I love the way this guy writes. It’s like we were born kindred spirits. This article brings back some many memories of El Paso, Texas, where I grew up and of the people around me at back then. We considered ourselves ultra cool vatos locos!

Thanks, Agustin for bringing back those times fraught with risk as they may have been.

Agustin Ramirez

I believe that it is important that those of us who have chosen to stake our life far from our aboriginal land we call home to make a concerted effort to return and experience the nostalgic moments of our upbringing. It gives us the opportunity to make connections between different time periods and events that have shaped our lives and those of the ones we left behind.

During our childhood years we accumulate numerous experiences that may be discarded or archived in our memory bank. Feet on the ground visits to our hometown often spark moments of reminiscing that would not be reveled otherwise. It is for that reason that I make it a point to return to my beloved El Paso as often as I can. Not only do I anxiously look forward to seeing my siblings but I also need to douse myself in the culture, language, and culinary delights that depict my heritage. The whole experience of my visits are often like time travel, chaotically swirling in my mind and attempting to chronologically sort itself to create a epic story of my days gone by.

•••

Job A » In the passage about returning to El Paso, change "kindred spirits" to "soul mates" and give the stretch from "I love the way" through "we left behind." with that edit.

•••

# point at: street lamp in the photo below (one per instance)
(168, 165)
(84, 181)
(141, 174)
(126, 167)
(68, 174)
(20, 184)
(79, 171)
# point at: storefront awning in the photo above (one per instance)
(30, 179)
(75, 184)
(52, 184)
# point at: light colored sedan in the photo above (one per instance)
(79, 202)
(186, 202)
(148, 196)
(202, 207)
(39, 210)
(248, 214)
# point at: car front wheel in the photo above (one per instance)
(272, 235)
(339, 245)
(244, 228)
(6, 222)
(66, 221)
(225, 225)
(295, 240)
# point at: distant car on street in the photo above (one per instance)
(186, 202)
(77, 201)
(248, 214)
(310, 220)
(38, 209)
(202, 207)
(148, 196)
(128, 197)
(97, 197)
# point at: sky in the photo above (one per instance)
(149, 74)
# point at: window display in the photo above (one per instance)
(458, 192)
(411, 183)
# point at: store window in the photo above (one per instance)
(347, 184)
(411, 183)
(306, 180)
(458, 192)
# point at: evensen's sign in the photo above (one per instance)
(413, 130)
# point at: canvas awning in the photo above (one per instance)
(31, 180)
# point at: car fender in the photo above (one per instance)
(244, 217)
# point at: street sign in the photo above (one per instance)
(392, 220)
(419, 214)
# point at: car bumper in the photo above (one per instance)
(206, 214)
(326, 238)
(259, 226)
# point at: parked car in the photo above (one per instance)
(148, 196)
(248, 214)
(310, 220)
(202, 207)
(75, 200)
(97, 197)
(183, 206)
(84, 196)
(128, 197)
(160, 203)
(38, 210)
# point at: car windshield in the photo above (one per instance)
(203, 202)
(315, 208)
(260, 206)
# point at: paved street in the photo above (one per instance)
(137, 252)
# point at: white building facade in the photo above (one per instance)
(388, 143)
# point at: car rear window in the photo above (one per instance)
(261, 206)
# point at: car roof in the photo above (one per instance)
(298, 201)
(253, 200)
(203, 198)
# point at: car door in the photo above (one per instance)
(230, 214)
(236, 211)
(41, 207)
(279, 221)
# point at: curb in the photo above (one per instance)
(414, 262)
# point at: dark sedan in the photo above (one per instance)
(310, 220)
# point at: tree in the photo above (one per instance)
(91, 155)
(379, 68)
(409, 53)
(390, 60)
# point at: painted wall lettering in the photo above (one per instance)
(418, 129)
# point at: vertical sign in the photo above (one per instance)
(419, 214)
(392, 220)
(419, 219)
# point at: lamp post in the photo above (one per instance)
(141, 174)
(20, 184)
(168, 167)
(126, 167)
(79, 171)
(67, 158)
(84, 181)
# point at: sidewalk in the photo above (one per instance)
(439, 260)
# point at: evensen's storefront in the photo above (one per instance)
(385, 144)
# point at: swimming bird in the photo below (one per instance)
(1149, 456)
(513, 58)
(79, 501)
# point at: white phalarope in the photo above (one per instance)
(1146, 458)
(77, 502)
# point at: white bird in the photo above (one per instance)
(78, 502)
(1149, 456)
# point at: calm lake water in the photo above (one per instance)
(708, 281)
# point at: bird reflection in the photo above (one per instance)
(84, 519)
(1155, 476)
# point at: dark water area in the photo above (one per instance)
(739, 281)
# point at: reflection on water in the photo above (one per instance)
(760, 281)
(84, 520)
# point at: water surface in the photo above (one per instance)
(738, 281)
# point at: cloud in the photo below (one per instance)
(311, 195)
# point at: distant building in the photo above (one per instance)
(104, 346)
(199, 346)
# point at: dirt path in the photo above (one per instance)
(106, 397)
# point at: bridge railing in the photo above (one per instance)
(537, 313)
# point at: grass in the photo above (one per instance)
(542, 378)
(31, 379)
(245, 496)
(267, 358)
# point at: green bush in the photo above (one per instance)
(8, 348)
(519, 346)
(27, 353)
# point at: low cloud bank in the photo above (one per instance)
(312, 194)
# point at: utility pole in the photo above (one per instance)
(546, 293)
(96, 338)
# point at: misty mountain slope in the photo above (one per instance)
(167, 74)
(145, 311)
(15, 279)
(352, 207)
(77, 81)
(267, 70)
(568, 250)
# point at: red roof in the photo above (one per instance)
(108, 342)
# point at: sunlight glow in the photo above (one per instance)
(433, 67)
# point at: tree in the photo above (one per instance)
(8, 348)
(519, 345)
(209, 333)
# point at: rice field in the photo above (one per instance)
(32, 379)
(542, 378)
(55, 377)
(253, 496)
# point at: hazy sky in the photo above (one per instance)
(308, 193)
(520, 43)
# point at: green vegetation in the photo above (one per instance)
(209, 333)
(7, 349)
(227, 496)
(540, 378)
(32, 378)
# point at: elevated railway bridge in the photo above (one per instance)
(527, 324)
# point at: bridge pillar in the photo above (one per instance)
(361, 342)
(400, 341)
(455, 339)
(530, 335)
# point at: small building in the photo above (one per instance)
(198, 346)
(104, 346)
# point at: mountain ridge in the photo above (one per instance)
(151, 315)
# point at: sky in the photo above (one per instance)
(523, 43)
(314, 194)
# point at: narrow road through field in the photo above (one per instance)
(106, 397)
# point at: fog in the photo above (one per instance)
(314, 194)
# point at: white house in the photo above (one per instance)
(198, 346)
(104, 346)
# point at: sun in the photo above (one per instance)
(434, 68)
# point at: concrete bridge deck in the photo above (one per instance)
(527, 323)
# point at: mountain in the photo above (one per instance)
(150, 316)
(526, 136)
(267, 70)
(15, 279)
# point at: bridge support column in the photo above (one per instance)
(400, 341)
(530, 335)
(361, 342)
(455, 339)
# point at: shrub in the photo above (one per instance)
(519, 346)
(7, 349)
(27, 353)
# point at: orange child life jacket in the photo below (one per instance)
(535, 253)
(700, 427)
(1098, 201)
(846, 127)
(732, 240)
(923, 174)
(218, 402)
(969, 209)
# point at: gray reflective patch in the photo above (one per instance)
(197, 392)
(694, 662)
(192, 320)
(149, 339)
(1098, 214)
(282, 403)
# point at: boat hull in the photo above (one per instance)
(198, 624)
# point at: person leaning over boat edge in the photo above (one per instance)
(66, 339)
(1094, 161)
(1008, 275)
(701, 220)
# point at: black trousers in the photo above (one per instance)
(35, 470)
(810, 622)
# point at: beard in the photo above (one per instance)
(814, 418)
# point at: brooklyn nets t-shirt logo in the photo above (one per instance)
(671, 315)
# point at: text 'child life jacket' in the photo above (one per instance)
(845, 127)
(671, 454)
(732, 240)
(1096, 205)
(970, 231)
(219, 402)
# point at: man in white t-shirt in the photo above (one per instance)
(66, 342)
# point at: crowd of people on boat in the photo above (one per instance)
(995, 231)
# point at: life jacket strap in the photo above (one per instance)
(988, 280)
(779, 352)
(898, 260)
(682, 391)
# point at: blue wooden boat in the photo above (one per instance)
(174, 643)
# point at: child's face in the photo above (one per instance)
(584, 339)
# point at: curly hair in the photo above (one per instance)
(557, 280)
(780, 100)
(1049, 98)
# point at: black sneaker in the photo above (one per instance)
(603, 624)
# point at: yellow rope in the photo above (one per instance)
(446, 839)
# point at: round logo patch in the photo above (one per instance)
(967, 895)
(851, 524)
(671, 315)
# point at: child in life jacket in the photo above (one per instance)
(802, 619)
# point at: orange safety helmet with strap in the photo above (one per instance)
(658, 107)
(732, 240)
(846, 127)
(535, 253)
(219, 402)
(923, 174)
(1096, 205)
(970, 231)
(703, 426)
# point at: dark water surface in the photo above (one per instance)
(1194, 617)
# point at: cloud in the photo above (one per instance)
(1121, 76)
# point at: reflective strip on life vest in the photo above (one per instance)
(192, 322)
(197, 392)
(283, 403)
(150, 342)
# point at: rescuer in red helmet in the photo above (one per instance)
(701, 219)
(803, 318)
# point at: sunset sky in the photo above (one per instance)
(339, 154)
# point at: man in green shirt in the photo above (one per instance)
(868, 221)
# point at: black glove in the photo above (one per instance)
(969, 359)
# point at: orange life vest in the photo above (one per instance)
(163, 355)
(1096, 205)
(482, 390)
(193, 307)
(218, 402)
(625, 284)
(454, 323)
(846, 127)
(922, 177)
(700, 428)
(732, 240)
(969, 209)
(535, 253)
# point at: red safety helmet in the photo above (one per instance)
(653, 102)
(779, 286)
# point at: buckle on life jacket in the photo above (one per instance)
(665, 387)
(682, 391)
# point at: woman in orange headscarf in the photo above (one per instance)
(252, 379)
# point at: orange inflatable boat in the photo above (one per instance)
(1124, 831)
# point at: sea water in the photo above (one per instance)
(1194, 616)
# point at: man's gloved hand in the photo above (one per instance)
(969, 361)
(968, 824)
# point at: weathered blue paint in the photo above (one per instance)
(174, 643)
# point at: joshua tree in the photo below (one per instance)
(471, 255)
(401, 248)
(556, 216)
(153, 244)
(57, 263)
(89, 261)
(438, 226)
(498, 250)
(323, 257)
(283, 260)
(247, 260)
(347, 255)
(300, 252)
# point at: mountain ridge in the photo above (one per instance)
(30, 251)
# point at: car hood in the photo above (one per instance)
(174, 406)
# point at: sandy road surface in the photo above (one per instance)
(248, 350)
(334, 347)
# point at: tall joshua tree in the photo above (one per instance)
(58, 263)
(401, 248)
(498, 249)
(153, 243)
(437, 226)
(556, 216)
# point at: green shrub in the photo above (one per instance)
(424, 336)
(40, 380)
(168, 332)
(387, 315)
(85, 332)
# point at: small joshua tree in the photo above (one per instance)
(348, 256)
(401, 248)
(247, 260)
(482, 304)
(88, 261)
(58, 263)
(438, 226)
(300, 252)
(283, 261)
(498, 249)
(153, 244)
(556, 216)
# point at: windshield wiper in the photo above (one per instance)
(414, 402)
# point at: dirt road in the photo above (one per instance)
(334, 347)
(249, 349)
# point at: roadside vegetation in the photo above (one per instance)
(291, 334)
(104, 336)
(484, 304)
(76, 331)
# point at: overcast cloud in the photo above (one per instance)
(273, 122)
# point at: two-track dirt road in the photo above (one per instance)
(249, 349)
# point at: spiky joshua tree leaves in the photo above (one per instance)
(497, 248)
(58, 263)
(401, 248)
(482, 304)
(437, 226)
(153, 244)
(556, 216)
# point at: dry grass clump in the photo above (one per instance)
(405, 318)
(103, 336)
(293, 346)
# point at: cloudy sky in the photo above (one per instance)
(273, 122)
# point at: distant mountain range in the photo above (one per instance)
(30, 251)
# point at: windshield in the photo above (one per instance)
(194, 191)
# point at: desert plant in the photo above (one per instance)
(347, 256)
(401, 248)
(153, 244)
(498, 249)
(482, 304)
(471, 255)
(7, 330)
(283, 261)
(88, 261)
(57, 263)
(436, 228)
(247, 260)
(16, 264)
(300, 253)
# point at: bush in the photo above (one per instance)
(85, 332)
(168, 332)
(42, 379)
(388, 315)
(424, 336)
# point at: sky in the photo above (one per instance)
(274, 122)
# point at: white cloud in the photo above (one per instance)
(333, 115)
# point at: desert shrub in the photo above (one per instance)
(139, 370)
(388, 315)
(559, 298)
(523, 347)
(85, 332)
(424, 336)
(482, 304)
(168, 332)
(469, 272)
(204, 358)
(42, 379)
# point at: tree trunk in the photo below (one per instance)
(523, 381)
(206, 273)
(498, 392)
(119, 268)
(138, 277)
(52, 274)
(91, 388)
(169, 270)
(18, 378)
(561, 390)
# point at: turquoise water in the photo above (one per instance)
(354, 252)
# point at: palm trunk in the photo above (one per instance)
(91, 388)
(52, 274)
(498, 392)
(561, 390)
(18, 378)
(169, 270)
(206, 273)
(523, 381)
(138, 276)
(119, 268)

•••

Job B » Arrange the records as a numbered list, covering only the stretch from the line that contains "# point at: tree trunk" through the end of the records and leaving out blank lines.

Full answer A »
I love the way this guy writes. It’s like we were born soul mates. This article brings back some many memories of El Paso, Texas, where I grew up and of the people around me at back then. We considered ourselves ultra cool vatos locos!

Thanks, Agustin for bringing back those times fraught with risk as they may have been.

Agustin Ramirez

I believe that it is important that those of us who have chosen to stake our life far from our aboriginal land we call home to make a concerted effort to return and experience the nostalgic moments of our upbringing. It gives us the opportunity to make connections between different time periods and events that have shaped our lives and those of the ones we left behind.

Full answer B »
1. # point at: tree trunk in the photo below (one per instance)
2. (523, 381)
3. (206, 273)
4. (498, 392)
5. (119, 268)
6. (138, 277)
7. (52, 274)
8. (91, 388)
9. (169, 270)
10. (18, 378)
11. (561, 390)
12. # point at: turquoise water in the photo above (one per instance)
13. (354, 252)
14. # point at: palm trunk in the photo above (one per instance)
15. (91, 388)
16. (52, 274)
17. (498, 392)
18. (561, 390)
19. (18, 378)
20. (169, 270)
21. (206, 273)
22. (523, 381)
23. (138, 276)
24. (119, 268)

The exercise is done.